**Set exercise:** Locate the line containing "point: stone building" in the material below; repeat it and every line after it, exactly as written.

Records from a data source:
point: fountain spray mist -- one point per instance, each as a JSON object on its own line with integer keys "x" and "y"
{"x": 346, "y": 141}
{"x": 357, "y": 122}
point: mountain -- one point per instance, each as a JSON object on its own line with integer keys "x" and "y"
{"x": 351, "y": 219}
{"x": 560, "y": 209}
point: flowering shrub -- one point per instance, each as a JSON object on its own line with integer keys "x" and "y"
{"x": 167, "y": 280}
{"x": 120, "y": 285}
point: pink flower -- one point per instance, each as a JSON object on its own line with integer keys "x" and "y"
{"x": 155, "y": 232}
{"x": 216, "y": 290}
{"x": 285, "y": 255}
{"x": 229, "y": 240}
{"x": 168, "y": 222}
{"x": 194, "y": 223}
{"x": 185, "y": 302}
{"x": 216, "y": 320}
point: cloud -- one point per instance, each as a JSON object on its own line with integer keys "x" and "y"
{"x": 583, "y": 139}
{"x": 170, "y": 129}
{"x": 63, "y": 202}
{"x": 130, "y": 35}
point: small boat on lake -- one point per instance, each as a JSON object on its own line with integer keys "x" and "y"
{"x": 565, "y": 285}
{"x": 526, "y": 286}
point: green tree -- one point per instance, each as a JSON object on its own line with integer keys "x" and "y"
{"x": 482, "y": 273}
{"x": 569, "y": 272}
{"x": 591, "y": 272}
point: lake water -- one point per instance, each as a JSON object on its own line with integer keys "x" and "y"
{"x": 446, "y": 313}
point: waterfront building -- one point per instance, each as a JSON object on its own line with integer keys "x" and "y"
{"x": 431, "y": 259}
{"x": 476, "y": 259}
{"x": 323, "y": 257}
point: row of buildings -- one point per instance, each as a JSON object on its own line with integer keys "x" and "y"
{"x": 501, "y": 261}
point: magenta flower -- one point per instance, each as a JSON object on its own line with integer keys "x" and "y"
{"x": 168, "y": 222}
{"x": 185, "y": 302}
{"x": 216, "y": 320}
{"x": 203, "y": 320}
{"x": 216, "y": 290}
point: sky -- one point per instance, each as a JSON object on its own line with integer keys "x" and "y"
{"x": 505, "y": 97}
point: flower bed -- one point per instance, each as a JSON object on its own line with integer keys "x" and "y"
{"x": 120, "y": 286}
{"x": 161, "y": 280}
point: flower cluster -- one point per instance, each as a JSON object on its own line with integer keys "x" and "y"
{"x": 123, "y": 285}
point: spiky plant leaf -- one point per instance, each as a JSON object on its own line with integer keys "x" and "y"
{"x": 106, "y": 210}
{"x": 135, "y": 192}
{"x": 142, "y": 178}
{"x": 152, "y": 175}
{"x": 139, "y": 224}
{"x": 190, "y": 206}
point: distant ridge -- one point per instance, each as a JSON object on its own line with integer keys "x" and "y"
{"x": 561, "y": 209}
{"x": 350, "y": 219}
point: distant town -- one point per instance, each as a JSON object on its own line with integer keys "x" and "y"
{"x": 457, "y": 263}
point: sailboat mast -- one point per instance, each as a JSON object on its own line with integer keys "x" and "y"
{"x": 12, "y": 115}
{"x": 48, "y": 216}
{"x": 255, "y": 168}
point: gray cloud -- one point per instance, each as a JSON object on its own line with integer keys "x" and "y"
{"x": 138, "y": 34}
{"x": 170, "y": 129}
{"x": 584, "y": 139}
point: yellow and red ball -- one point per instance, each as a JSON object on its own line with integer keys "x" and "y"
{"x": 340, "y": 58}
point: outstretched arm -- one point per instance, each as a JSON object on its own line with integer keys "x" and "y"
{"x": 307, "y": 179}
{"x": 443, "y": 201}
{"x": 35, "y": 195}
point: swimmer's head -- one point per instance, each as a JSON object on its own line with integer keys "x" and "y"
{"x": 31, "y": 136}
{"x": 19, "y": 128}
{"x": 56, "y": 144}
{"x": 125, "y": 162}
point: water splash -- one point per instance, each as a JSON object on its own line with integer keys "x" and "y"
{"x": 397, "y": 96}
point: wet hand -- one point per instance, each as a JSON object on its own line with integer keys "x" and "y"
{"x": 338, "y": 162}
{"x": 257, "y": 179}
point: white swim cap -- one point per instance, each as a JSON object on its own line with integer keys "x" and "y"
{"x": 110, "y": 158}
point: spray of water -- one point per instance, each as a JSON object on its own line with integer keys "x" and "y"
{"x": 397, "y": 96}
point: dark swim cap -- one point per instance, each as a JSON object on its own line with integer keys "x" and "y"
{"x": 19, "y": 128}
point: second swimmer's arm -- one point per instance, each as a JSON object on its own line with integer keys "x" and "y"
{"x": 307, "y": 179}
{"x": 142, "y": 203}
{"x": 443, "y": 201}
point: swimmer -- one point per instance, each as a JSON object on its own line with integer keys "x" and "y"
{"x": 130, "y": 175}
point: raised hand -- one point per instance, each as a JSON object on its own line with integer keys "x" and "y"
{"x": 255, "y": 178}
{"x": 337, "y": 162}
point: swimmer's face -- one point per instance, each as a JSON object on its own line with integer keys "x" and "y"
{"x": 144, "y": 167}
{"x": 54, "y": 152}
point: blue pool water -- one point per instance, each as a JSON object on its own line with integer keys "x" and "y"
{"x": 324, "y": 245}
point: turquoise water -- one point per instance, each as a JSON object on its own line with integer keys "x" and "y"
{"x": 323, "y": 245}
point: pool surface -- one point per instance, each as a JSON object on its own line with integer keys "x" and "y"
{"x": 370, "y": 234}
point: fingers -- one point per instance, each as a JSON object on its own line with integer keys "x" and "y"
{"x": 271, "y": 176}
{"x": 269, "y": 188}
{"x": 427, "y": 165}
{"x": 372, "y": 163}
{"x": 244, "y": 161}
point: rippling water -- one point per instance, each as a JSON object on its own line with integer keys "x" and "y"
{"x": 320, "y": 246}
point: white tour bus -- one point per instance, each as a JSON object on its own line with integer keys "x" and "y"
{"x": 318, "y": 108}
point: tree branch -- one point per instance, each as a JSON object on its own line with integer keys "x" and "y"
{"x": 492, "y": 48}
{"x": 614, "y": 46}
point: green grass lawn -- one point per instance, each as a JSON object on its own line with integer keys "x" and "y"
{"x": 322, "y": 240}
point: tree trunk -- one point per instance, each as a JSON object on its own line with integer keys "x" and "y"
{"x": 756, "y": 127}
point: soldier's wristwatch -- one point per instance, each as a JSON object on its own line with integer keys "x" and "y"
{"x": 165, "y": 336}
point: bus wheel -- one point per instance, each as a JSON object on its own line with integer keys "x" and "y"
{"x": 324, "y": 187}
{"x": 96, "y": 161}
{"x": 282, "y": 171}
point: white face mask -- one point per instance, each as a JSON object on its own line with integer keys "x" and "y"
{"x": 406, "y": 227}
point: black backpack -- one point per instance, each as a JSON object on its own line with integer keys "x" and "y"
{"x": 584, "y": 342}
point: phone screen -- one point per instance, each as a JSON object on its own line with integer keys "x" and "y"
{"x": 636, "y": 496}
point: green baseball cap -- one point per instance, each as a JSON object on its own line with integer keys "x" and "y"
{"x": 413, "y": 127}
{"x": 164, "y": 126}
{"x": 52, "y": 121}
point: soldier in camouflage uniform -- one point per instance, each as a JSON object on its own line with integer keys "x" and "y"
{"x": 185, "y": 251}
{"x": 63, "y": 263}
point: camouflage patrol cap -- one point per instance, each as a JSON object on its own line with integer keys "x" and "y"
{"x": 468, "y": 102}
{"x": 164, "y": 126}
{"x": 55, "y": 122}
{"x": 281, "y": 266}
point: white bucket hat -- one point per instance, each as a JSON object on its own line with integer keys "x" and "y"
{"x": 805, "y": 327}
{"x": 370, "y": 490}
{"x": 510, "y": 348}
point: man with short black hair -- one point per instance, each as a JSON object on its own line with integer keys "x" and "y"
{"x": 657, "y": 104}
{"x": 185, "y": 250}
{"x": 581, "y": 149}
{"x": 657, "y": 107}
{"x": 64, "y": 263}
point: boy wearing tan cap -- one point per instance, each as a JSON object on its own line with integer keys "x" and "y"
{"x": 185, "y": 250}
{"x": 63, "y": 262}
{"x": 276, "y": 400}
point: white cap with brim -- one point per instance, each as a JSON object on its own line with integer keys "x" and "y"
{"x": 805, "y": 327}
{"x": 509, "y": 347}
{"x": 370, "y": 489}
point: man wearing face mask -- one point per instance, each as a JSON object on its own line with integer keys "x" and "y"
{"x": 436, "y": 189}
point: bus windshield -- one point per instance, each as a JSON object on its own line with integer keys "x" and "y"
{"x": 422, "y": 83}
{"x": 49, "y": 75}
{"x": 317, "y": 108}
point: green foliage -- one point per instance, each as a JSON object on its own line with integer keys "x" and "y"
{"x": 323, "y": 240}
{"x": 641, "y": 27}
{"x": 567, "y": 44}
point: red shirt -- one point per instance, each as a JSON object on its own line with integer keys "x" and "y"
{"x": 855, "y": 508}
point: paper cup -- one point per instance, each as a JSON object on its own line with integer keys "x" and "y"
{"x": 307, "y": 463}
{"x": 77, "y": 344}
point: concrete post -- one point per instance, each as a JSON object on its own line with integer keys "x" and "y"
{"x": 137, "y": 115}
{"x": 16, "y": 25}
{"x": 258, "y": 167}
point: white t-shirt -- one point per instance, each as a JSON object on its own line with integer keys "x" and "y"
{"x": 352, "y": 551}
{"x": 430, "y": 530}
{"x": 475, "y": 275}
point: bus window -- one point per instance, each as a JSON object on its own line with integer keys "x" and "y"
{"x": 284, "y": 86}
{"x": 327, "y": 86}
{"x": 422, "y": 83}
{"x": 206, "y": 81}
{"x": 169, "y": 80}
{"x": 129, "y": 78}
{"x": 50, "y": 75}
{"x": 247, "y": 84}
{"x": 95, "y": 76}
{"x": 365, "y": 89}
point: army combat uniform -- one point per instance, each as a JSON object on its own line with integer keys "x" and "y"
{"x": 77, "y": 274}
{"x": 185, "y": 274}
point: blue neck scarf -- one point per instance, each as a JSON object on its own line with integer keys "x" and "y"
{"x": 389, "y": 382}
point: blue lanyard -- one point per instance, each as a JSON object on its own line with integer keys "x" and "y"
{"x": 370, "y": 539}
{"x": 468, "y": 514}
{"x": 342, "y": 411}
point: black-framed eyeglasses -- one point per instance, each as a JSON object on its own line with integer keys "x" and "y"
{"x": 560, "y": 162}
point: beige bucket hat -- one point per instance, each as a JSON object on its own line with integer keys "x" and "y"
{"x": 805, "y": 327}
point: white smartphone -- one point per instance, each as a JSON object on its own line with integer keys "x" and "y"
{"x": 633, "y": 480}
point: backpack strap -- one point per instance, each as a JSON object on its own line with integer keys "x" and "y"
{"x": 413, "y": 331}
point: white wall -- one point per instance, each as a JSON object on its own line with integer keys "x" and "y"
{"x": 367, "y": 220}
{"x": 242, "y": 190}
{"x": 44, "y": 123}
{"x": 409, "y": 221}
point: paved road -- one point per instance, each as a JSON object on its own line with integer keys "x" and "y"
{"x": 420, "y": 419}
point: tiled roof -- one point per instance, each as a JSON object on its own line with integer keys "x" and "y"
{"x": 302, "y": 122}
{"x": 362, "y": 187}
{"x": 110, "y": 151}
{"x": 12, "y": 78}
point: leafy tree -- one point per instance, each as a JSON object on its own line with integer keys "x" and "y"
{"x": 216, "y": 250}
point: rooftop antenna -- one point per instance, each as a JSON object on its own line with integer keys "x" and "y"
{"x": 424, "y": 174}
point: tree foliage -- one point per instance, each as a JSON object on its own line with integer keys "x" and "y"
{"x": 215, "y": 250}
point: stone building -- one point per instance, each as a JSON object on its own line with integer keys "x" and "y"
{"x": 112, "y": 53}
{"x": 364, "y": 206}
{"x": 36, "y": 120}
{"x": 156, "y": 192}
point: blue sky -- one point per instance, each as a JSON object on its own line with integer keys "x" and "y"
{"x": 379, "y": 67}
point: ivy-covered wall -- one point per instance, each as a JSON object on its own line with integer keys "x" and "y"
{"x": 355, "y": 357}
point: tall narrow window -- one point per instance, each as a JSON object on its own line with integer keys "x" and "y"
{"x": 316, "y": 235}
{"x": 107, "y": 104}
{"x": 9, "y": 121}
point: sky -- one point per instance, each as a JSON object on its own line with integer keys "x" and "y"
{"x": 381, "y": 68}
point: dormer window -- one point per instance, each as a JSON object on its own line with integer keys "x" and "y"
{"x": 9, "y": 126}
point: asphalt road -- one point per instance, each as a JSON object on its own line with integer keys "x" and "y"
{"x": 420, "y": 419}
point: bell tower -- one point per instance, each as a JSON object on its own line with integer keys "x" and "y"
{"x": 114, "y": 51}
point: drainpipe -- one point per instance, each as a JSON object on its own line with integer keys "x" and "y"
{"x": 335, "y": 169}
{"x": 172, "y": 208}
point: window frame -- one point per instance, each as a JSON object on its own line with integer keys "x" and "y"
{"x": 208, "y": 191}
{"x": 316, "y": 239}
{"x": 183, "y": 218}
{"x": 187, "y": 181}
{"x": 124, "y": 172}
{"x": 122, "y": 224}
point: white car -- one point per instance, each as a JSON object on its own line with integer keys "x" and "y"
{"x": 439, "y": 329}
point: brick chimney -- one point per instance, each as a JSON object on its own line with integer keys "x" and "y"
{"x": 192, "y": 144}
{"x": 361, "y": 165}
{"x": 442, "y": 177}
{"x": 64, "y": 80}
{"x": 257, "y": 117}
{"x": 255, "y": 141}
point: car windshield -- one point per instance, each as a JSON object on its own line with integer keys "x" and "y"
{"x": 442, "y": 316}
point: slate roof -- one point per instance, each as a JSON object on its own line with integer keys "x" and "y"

**The solution:**
point: stone building -- one point per instance, each as a JSON object on its own line with integer keys "x" and "y"
{"x": 112, "y": 53}
{"x": 364, "y": 206}
{"x": 36, "y": 120}
{"x": 156, "y": 192}
point: blue sky -- one point per instance, each as a JSON object on its own line with integer keys "x" and "y"
{"x": 379, "y": 67}
point: ivy-covered wall -- one point per instance, each as a JSON object on its own line with integer keys "x" and "y"
{"x": 355, "y": 357}
point: tall narrow window -- one point per instance, each as a JSON object on its own line with integer keys "x" and "y"
{"x": 316, "y": 235}
{"x": 107, "y": 104}
{"x": 9, "y": 121}
point: sky -- one point per instance, each as a JSON object on its own line with integer keys "x" and "y"
{"x": 381, "y": 68}
point: dormer window -- one point per instance, each as a JSON object on its own line with integer keys "x" and "y"
{"x": 9, "y": 126}
point: asphalt road -- one point per instance, each as a JSON object on its own line with integer keys "x" and "y"
{"x": 420, "y": 419}
point: bell tower -- one point per instance, each as a JSON object on its own line with integer keys "x" and "y"
{"x": 114, "y": 51}
point: drainpipe -- one point per instance, each as a JSON object on its own line with integer keys "x" and "y"
{"x": 335, "y": 169}
{"x": 172, "y": 208}
point: window frame -- one point per instance, each as a JSON object on its own line with integer keys "x" and "y"
{"x": 208, "y": 191}
{"x": 316, "y": 239}
{"x": 183, "y": 218}
{"x": 187, "y": 181}
{"x": 124, "y": 172}
{"x": 122, "y": 224}
point: white car -- one point per instance, each as a JSON object on its own line with integer keys "x" and "y"
{"x": 439, "y": 329}
point: brick chimney -- one point per instance, each as a JSON object on its own line with integer keys "x" and "y"
{"x": 192, "y": 144}
{"x": 361, "y": 165}
{"x": 442, "y": 177}
{"x": 64, "y": 80}
{"x": 257, "y": 117}
{"x": 255, "y": 141}
point: car windshield -- one point per instance, each as a JSON object on its own line with integer keys "x" and "y"
{"x": 442, "y": 316}
point: slate roof -- one point per instance, each as a JSON object on its own line with integer keys "x" and "y"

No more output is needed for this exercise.